• Challenge: Extract each line from the entries below that contains the word "white", and note that uppercase and lowercase letters must match.

• Data to use:
## Begin

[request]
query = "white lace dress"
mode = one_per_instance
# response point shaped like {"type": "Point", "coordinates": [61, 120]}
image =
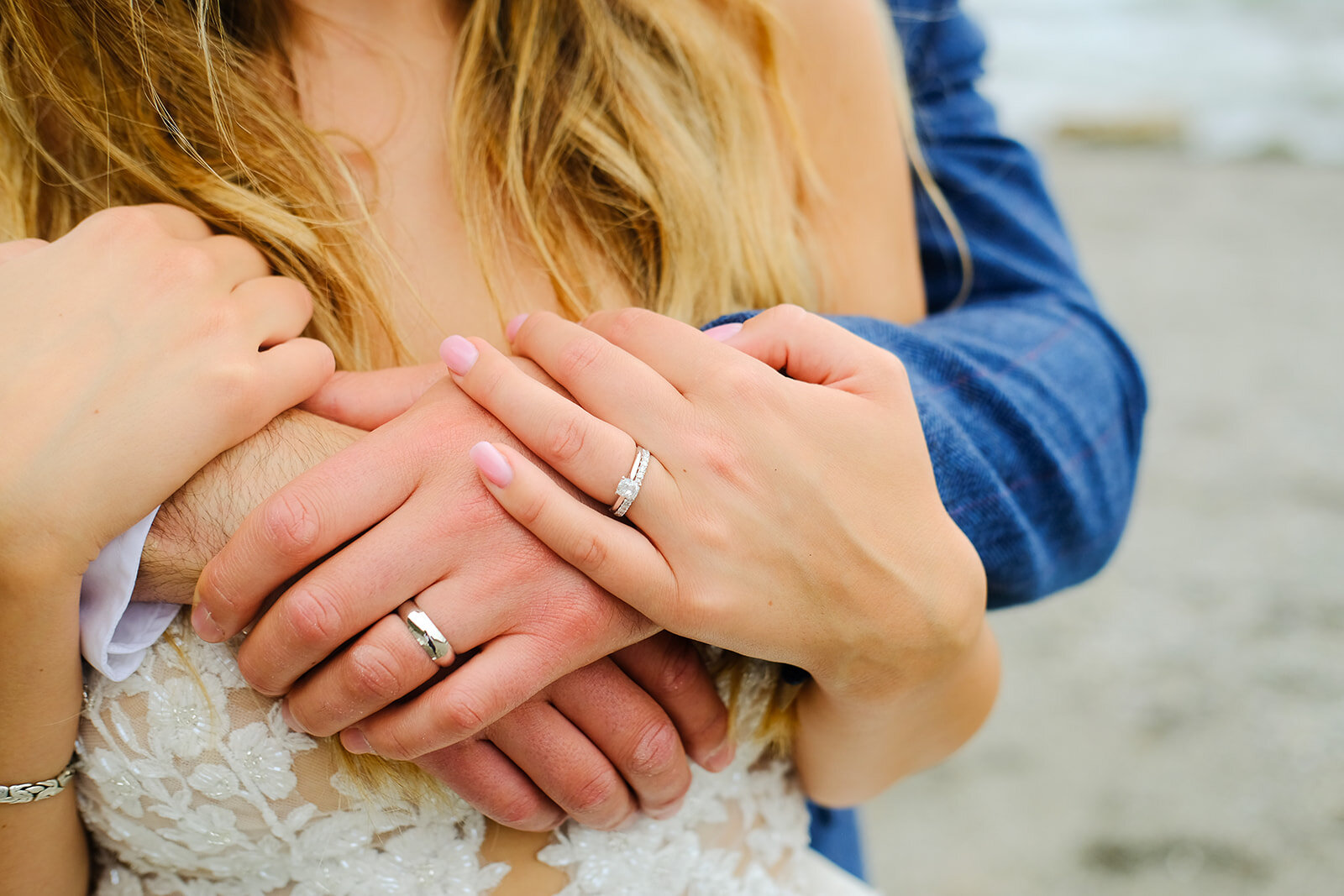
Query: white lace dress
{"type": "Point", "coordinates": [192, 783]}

## End
## Begin

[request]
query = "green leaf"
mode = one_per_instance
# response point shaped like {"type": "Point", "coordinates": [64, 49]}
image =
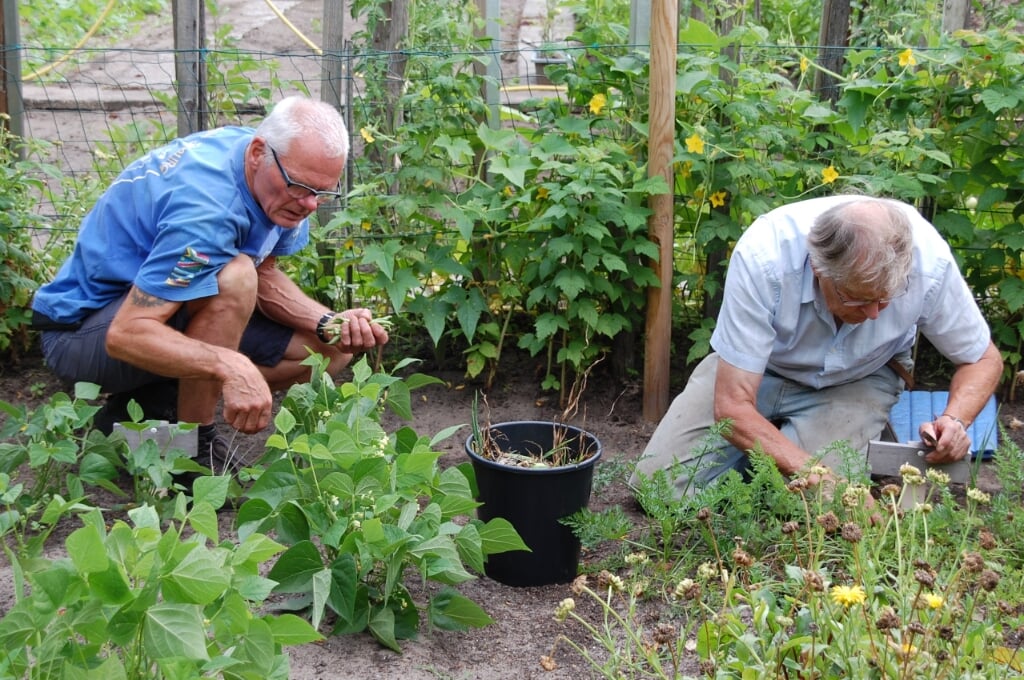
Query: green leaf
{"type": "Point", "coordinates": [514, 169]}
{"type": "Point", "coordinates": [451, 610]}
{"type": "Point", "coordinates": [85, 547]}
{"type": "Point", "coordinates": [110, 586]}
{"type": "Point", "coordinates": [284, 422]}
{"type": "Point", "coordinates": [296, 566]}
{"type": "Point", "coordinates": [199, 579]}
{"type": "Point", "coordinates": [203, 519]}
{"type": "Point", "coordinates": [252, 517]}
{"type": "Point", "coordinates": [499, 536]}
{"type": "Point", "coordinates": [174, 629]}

## End

• Exercise solution:
query = "white lace dress"
Query: white lace dress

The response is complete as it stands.